» EXERCISE PROMPT
Please arrange every line of all the records below as a Markdown table with the columns Line number and Line text, numbering each row and skipping blank lines. Leave the pictures out of your answer.

[Excerpts of labeled region data]
____

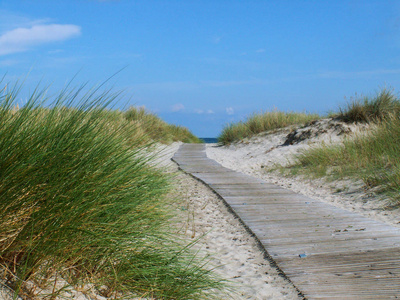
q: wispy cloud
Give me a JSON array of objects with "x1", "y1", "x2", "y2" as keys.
[
  {"x1": 212, "y1": 35, "x2": 222, "y2": 44},
  {"x1": 172, "y1": 103, "x2": 185, "y2": 112},
  {"x1": 194, "y1": 109, "x2": 215, "y2": 115},
  {"x1": 0, "y1": 24, "x2": 81, "y2": 55},
  {"x1": 226, "y1": 107, "x2": 235, "y2": 115}
]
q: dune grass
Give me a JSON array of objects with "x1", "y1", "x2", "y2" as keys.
[
  {"x1": 123, "y1": 107, "x2": 201, "y2": 143},
  {"x1": 218, "y1": 110, "x2": 321, "y2": 145},
  {"x1": 334, "y1": 88, "x2": 400, "y2": 123},
  {"x1": 292, "y1": 89, "x2": 400, "y2": 205},
  {"x1": 0, "y1": 81, "x2": 221, "y2": 299}
]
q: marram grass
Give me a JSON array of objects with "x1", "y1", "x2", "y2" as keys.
[
  {"x1": 0, "y1": 81, "x2": 221, "y2": 299},
  {"x1": 292, "y1": 89, "x2": 400, "y2": 206},
  {"x1": 218, "y1": 110, "x2": 320, "y2": 145}
]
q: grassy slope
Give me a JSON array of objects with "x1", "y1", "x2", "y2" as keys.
[
  {"x1": 219, "y1": 89, "x2": 400, "y2": 205},
  {"x1": 218, "y1": 111, "x2": 320, "y2": 145},
  {"x1": 293, "y1": 89, "x2": 400, "y2": 205},
  {"x1": 0, "y1": 81, "x2": 220, "y2": 299}
]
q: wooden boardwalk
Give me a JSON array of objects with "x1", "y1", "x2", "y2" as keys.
[{"x1": 173, "y1": 144, "x2": 400, "y2": 299}]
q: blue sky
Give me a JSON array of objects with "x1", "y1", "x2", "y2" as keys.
[{"x1": 0, "y1": 0, "x2": 400, "y2": 137}]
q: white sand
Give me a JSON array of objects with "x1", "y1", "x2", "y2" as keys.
[
  {"x1": 165, "y1": 143, "x2": 301, "y2": 300},
  {"x1": 207, "y1": 119, "x2": 400, "y2": 226}
]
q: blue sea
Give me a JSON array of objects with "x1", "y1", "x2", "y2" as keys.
[{"x1": 200, "y1": 138, "x2": 218, "y2": 144}]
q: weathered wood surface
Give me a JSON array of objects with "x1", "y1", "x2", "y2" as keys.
[{"x1": 173, "y1": 144, "x2": 400, "y2": 299}]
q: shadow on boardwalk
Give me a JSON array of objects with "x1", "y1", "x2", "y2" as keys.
[{"x1": 173, "y1": 144, "x2": 400, "y2": 299}]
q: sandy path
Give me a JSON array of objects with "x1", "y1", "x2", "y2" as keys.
[
  {"x1": 206, "y1": 119, "x2": 400, "y2": 227},
  {"x1": 158, "y1": 144, "x2": 301, "y2": 300}
]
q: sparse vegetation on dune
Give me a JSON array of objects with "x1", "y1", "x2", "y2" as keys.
[
  {"x1": 293, "y1": 89, "x2": 400, "y2": 205},
  {"x1": 123, "y1": 107, "x2": 201, "y2": 143},
  {"x1": 218, "y1": 110, "x2": 320, "y2": 145},
  {"x1": 334, "y1": 88, "x2": 400, "y2": 123},
  {"x1": 219, "y1": 88, "x2": 400, "y2": 205},
  {"x1": 0, "y1": 80, "x2": 221, "y2": 299}
]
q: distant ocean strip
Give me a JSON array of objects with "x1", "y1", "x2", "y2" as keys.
[{"x1": 200, "y1": 138, "x2": 218, "y2": 144}]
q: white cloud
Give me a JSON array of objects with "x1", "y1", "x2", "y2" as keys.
[
  {"x1": 172, "y1": 103, "x2": 185, "y2": 112},
  {"x1": 0, "y1": 24, "x2": 81, "y2": 55},
  {"x1": 226, "y1": 107, "x2": 235, "y2": 115},
  {"x1": 213, "y1": 36, "x2": 222, "y2": 44}
]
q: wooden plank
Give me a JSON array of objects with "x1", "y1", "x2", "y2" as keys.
[{"x1": 173, "y1": 144, "x2": 400, "y2": 299}]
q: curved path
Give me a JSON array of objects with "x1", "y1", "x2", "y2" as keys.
[{"x1": 173, "y1": 144, "x2": 400, "y2": 299}]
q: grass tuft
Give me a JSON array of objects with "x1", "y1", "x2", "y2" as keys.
[
  {"x1": 218, "y1": 110, "x2": 320, "y2": 145},
  {"x1": 123, "y1": 107, "x2": 201, "y2": 143},
  {"x1": 292, "y1": 89, "x2": 400, "y2": 205},
  {"x1": 0, "y1": 79, "x2": 221, "y2": 299},
  {"x1": 337, "y1": 88, "x2": 400, "y2": 123}
]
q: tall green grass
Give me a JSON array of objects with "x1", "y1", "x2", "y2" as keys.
[
  {"x1": 218, "y1": 110, "x2": 320, "y2": 145},
  {"x1": 293, "y1": 89, "x2": 400, "y2": 205},
  {"x1": 123, "y1": 107, "x2": 201, "y2": 143},
  {"x1": 336, "y1": 88, "x2": 400, "y2": 123},
  {"x1": 0, "y1": 81, "x2": 221, "y2": 299}
]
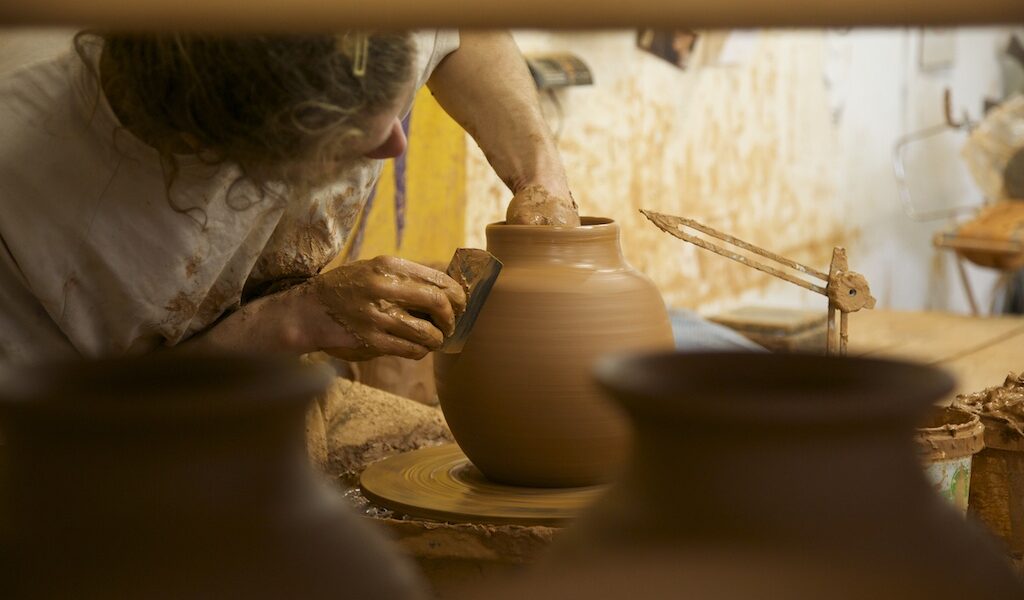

____

» THE REPLY
| Line number | Line text |
|---|---|
| 1 | q: wispy cloud |
| 2 | Give me a JSON array of objects with "x1", "y1", "x2", "y2" as keys. |
| 3 | [ |
| 4 |   {"x1": 212, "y1": 35, "x2": 222, "y2": 44}, |
| 5 |   {"x1": 172, "y1": 103, "x2": 185, "y2": 112}, |
| 6 |   {"x1": 194, "y1": 109, "x2": 215, "y2": 115}, |
| 7 |   {"x1": 0, "y1": 24, "x2": 81, "y2": 55}, |
| 8 |   {"x1": 226, "y1": 107, "x2": 235, "y2": 115} |
| 9 | ] |
| 10 | q: dune grass |
| 11 | Give me a JSON array of objects with "x1", "y1", "x2", "y2" as keys. |
| 12 | [ |
| 13 |   {"x1": 123, "y1": 107, "x2": 201, "y2": 143}, |
| 14 |   {"x1": 218, "y1": 110, "x2": 321, "y2": 145}, |
| 15 |   {"x1": 334, "y1": 88, "x2": 400, "y2": 123}, |
| 16 |   {"x1": 292, "y1": 89, "x2": 400, "y2": 205}, |
| 17 |   {"x1": 0, "y1": 81, "x2": 221, "y2": 299} |
| 18 | ] |
| 19 | q: marram grass |
| 20 | Give me a JSON array of objects with "x1", "y1", "x2", "y2" as keys. |
| 21 | [ |
| 22 |   {"x1": 0, "y1": 81, "x2": 221, "y2": 299}, |
| 23 |   {"x1": 292, "y1": 89, "x2": 400, "y2": 206}, |
| 24 |   {"x1": 218, "y1": 110, "x2": 320, "y2": 145} |
| 25 | ] |
| 26 | q: grassy slope |
| 27 | Give me a JSON array of objects with "x1", "y1", "x2", "y2" as keys. |
| 28 | [ |
| 29 |   {"x1": 219, "y1": 89, "x2": 400, "y2": 205}, |
| 30 |   {"x1": 218, "y1": 111, "x2": 320, "y2": 145}, |
| 31 |   {"x1": 293, "y1": 89, "x2": 400, "y2": 205}, |
| 32 |   {"x1": 0, "y1": 81, "x2": 220, "y2": 299} |
| 33 | ] |
| 34 | q: wooden boardwalk |
| 35 | Give me a JSON array of objects with "x1", "y1", "x2", "y2" as keys. |
| 36 | [{"x1": 173, "y1": 144, "x2": 400, "y2": 299}] |
| 37 | q: blue sky |
| 38 | Give me a JSON array of objects with "x1", "y1", "x2", "y2" as keys. |
| 39 | [{"x1": 0, "y1": 0, "x2": 400, "y2": 137}] |
| 40 | q: white sand |
| 41 | Give me a JSON array of objects with "x1", "y1", "x2", "y2" as keys. |
| 42 | [ |
| 43 |   {"x1": 165, "y1": 143, "x2": 301, "y2": 300}, |
| 44 |   {"x1": 207, "y1": 119, "x2": 400, "y2": 226} |
| 45 | ] |
| 46 | q: blue sea |
| 47 | Give me a JSON array of objects with "x1", "y1", "x2", "y2" as keys. |
| 48 | [{"x1": 200, "y1": 138, "x2": 218, "y2": 144}] |
| 49 | q: weathered wood surface |
| 50 | Give me a JSON array of objects with "x1", "y1", "x2", "y2" as keys. |
| 51 | [{"x1": 173, "y1": 144, "x2": 400, "y2": 299}] |
| 52 | q: shadow on boardwalk |
| 53 | Give me a JSON array of objects with "x1", "y1", "x2", "y2" as keys. |
| 54 | [{"x1": 173, "y1": 144, "x2": 400, "y2": 299}] |
| 55 | q: sandy path |
| 56 | Give me a JSON array of objects with "x1", "y1", "x2", "y2" as keys. |
| 57 | [ |
| 58 |   {"x1": 206, "y1": 119, "x2": 400, "y2": 227}, |
| 59 |   {"x1": 158, "y1": 144, "x2": 301, "y2": 300} |
| 60 | ] |
| 61 | q: sparse vegetation on dune |
| 62 | Give me a JSON array of objects with "x1", "y1", "x2", "y2" as keys. |
| 63 | [ |
| 64 |   {"x1": 293, "y1": 89, "x2": 400, "y2": 205}, |
| 65 |   {"x1": 123, "y1": 107, "x2": 201, "y2": 143}, |
| 66 |   {"x1": 218, "y1": 110, "x2": 320, "y2": 145}, |
| 67 |   {"x1": 334, "y1": 88, "x2": 400, "y2": 123}, |
| 68 |   {"x1": 219, "y1": 88, "x2": 400, "y2": 205}, |
| 69 |   {"x1": 0, "y1": 80, "x2": 221, "y2": 299} |
| 70 | ] |
| 71 | q: distant ocean strip |
| 72 | Give me a JSON array of objects with "x1", "y1", "x2", "y2" as keys. |
| 73 | [{"x1": 200, "y1": 138, "x2": 218, "y2": 144}] |
| 74 | q: white cloud |
| 75 | Give me a JSON array of objects with "x1", "y1", "x2", "y2" as keys. |
| 76 | [ |
| 77 |   {"x1": 172, "y1": 103, "x2": 185, "y2": 112}, |
| 78 |   {"x1": 0, "y1": 24, "x2": 81, "y2": 55}, |
| 79 |   {"x1": 226, "y1": 107, "x2": 235, "y2": 115}, |
| 80 |   {"x1": 213, "y1": 36, "x2": 222, "y2": 44} |
| 81 | ] |
| 82 | q: wooden plank |
| 83 | Give me a JSON array of objects with "x1", "y1", "x2", "y2" as keys. |
| 84 | [{"x1": 173, "y1": 144, "x2": 400, "y2": 299}] |
| 85 | q: curved path |
| 86 | Give me a JSON array of objects with "x1", "y1", "x2", "y2" as keys. |
| 87 | [{"x1": 173, "y1": 144, "x2": 400, "y2": 299}] |
| 88 | q: grass tuft |
| 89 | Give me a JSON array of objects with "x1", "y1", "x2", "y2" as keys. |
| 90 | [ |
| 91 |   {"x1": 218, "y1": 110, "x2": 320, "y2": 145}, |
| 92 |   {"x1": 123, "y1": 107, "x2": 201, "y2": 143}, |
| 93 |   {"x1": 292, "y1": 89, "x2": 400, "y2": 205}, |
| 94 |   {"x1": 0, "y1": 79, "x2": 221, "y2": 299}, |
| 95 |   {"x1": 337, "y1": 88, "x2": 400, "y2": 123} |
| 96 | ] |
| 97 | q: tall green grass |
| 98 | Give me a JSON array of objects with "x1", "y1", "x2", "y2" as keys. |
| 99 | [ |
| 100 |   {"x1": 218, "y1": 110, "x2": 320, "y2": 145}, |
| 101 |   {"x1": 293, "y1": 89, "x2": 400, "y2": 205}, |
| 102 |   {"x1": 123, "y1": 107, "x2": 201, "y2": 143}, |
| 103 |   {"x1": 336, "y1": 88, "x2": 400, "y2": 123}, |
| 104 |   {"x1": 0, "y1": 81, "x2": 221, "y2": 299} |
| 105 | ] |